Problem details:
Retype everything in the listing, leaving each line exactly as it is.

Pointing dataset excerpts:
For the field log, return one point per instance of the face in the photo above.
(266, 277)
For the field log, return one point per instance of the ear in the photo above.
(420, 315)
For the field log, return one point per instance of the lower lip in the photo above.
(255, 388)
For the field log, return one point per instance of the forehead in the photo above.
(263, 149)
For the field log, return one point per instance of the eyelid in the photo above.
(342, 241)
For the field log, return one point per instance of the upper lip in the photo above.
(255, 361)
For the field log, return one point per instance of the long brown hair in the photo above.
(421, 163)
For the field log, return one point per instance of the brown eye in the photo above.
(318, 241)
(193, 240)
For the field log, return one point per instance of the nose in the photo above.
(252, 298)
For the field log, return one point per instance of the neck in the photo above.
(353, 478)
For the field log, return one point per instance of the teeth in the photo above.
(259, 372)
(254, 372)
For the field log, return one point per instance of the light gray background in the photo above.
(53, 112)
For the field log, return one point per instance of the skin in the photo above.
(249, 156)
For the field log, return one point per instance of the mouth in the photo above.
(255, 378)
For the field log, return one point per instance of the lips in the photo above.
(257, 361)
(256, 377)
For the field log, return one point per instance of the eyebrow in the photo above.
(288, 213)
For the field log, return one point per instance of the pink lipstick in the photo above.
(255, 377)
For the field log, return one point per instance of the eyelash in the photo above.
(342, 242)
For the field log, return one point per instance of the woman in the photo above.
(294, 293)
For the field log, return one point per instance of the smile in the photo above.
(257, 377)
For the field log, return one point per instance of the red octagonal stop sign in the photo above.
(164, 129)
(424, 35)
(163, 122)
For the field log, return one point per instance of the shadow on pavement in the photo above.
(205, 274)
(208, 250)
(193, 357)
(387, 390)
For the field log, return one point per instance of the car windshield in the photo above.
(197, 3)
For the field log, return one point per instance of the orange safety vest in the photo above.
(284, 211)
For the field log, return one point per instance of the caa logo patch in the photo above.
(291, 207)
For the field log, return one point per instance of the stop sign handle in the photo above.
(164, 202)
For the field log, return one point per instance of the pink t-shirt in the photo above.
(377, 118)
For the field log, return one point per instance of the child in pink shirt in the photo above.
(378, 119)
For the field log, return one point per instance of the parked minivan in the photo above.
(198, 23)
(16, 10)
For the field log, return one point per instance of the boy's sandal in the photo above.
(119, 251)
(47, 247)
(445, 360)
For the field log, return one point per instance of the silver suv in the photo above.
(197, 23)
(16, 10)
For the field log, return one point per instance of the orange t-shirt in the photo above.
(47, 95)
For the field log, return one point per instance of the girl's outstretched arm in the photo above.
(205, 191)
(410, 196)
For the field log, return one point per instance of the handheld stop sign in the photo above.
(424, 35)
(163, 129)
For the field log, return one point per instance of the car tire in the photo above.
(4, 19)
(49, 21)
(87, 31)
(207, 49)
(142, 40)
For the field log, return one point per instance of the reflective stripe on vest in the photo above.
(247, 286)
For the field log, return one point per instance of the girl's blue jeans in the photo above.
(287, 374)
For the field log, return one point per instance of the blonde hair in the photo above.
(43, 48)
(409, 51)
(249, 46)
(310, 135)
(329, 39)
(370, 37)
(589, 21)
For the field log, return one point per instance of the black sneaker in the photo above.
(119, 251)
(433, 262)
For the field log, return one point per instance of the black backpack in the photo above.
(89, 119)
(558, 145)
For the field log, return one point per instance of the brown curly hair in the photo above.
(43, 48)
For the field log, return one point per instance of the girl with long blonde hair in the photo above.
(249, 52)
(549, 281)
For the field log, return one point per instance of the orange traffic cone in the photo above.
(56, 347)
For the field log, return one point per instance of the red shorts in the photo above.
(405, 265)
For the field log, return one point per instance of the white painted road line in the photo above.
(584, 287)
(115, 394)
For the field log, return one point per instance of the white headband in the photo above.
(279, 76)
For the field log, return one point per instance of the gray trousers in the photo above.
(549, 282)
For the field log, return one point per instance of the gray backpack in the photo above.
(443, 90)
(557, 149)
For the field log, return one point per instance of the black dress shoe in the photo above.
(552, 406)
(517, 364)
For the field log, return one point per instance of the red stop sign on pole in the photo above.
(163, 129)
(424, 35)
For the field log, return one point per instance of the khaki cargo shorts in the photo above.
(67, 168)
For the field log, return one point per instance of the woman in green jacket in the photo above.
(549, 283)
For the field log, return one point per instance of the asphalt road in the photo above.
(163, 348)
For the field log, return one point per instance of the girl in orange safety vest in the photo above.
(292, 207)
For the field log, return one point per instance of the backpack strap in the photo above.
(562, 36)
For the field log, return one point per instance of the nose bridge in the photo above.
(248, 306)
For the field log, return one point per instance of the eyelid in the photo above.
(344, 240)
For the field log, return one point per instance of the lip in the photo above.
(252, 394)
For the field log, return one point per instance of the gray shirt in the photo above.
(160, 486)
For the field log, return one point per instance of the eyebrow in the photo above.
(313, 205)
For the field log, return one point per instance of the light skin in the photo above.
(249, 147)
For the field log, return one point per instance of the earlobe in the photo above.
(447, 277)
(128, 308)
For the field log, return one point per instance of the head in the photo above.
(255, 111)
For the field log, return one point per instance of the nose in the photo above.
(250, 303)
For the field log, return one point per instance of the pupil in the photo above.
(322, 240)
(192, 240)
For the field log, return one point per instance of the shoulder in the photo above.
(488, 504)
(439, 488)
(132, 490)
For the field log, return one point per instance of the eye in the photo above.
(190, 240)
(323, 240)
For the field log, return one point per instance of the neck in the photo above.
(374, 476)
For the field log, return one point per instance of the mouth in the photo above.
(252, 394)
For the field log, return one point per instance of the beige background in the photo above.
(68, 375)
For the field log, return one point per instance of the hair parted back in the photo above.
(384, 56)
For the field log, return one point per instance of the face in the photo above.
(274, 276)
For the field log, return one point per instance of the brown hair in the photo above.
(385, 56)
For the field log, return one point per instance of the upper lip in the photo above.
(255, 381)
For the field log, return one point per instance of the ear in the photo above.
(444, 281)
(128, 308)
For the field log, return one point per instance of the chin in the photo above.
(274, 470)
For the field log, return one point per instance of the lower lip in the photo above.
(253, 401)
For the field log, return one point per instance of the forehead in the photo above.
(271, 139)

Solution for this exercise:
For the field log, return one point per instance of the face in the photo above.
(266, 277)
For the field log, return one point per instance of the ear in the photo above.
(420, 315)
For the field log, return one point per instance of the lower lip in the photo above.
(255, 388)
For the field log, return one point per instance of the forehead in the photo above.
(263, 149)
For the field log, return one point per instance of the eyelid in the photo above.
(342, 241)
For the field log, return one point per instance of the upper lip in the photo above.
(255, 361)
For the field log, return one point per instance of the long brown hair in the photo above.
(421, 163)
For the field log, return one point per instance of the brown eye in the photo above.
(318, 241)
(193, 240)
For the field log, return one point per instance of the nose in the photo above.
(252, 298)
For the field log, return one point per instance of the neck in the photo above.
(353, 478)
For the field log, return one point per instance of the teeth in the photo above.
(259, 372)
(254, 372)
For the field log, return one point per instance of the light gray background in the photo above.
(53, 112)
For the field log, return one point per instance of the skin in the photo above.
(249, 156)
For the field log, return one point per instance of the mouth in the photo above.
(255, 378)
For the field log, return one point per instance of the lips in the photo above.
(257, 361)
(256, 377)
For the field log, return one point per instance of the eyebrow in the photo above.
(288, 213)
For the field log, return one point per instance of the pink lipstick in the photo above.
(255, 377)
For the field log, return one point per instance of the eyelash in the photo above.
(342, 242)
For the field log, return one point per instance of the woman in the photo above.
(294, 293)
For the field log, return one point per instance of the smile in the photo above.
(257, 377)
For the field log, return one point per instance of the red octagonal stop sign in the photo above.
(164, 129)
(424, 35)
(163, 122)
For the field log, return one point per instance of the shadow on pavement in the photo above.
(205, 274)
(208, 250)
(193, 357)
(387, 390)
For the field log, return one point per instance of the car windshield in the photo above.
(197, 3)
For the field log, return one point per instance of the orange safety vest in the photo above.
(284, 211)
For the field log, return one point per instance of the caa logo patch in the photo above.
(291, 207)
For the field log, return one point per instance of the stop sign handle in the photo above.
(164, 202)
For the field log, return one point per instance of the pink t-shirt in the photo above.
(377, 118)
For the field log, return one point per instance of the child in pink shirt in the photo above.
(378, 119)
For the field log, return one point per instance of the parked minivan in the photo above.
(198, 23)
(16, 10)
For the field log, return one point per instance of the boy's sandal in the photo above.
(119, 251)
(47, 247)
(445, 360)
For the field log, return one point per instance of the silver suv in the photo above.
(197, 23)
(16, 10)
For the field log, return one point per instance of the orange t-shirt in the photo above.
(47, 95)
For the field log, return one point per instance of the girl's outstretched arm in the photo above.
(205, 191)
(410, 196)
For the field log, return one point per instance of the handheld stop sign in the photo above.
(424, 35)
(163, 129)
For the field log, return one point per instance of the car tire in the photo above.
(4, 19)
(49, 21)
(87, 31)
(207, 49)
(142, 40)
For the field log, return one point per instance of the reflective stripe on vest in the photo above.
(247, 286)
For the field log, return one point per instance of the girl's blue jeans in the photo above.
(287, 374)
For the field log, return one point per instance of the blonde hair in the photo above.
(43, 48)
(409, 51)
(249, 46)
(310, 135)
(329, 39)
(370, 37)
(589, 21)
For the field log, return one point per instance of the black sneaker in the photo above.
(119, 251)
(433, 262)
For the field log, return one point per instance of the black backpack in the photo above.
(89, 119)
(558, 145)
For the field log, return one point per instance of the brown curly hair in the photo above.
(43, 48)
For the field log, return one point per instance of the girl with long blonde hair in the photo above.
(249, 52)
(549, 281)
For the field log, return one point per instance of the orange traffic cone in the photo above.
(56, 347)
For the field log, return one point per instance of the red shorts in the photo above.
(405, 265)
For the field log, return one point per instance of the white painted road line in the photo above.
(584, 287)
(115, 394)
For the field log, return one point per instance of the white headband in the photo above.
(279, 76)
For the field log, return one point per instance of the gray trousers in the photo above.
(549, 282)
For the field log, return one point per instance of the gray backpack in the photo above.
(443, 90)
(557, 149)
For the field log, return one point per instance of the black dress shoe in the photo above.
(552, 406)
(517, 364)
For the field log, return one point per instance of the red stop sign on pole in the photo above.
(163, 129)
(424, 35)
For the field log, return one point per instance of the khaki cargo shorts in the photo above.
(67, 168)
For the field log, return one point per instance of the woman in green jacket in the photo above.
(549, 283)
For the field log, return one point per instance of the asphalt road in the photo above.
(163, 348)
For the field log, return one point per instance of the girl in orange safety vest in the photo above.
(292, 207)
For the field log, return one point per instance of the backpack strap in the photo above.
(562, 36)
For the field log, return one point per instance of the nose bridge in the photo above.
(248, 306)
For the field log, return one point per instance of the eyelid in the photo above.
(344, 240)
For the field log, return one point per instance of the lip in the photo above.
(252, 394)
For the field log, return one point per instance of the gray shirt in the photo above.
(160, 486)
For the field log, return one point per instance of the eyebrow in the photo above.
(313, 205)
For the field log, return one point per instance of the light skin in the photo above.
(249, 147)
For the field log, return one point per instance of the earlobe in the photo above.
(447, 277)
(128, 308)
For the field log, return one point per instance of the head in the photo above.
(255, 111)
For the field log, return one point per instance of the nose in the photo above.
(250, 303)
For the field log, return one point per instance of the pupil in the photo above.
(322, 240)
(192, 240)
For the field log, return one point per instance of the shoulder in the photo above.
(488, 504)
(439, 488)
(132, 490)
For the field log, return one point per instance of the eye in the photo above.
(190, 240)
(323, 240)
For the field log, return one point per instance of the neck in the photo above.
(374, 476)
For the field log, return one point per instance of the mouth in the photo above.
(252, 394)
For the field log, return one point per instance of the beige background in the photo above.
(68, 375)
For the field log, return one point per instance of the hair parted back in the photo above.
(384, 56)
For the field log, return one point per instance of the face in the photo above.
(274, 276)
For the field log, return one point per instance of the brown hair in the photo above.
(385, 56)
For the field log, return one point per instance of the upper lip in the photo above.
(255, 381)
For the field log, return one point per instance of the ear in the photo above.
(444, 281)
(128, 308)
For the field log, return one point per instance of the chin in the photo above.
(274, 470)
For the field log, return one point per instance of the lower lip in the photo above.
(253, 401)
For the field log, return one point per instance of the forehead in the photo above.
(271, 139)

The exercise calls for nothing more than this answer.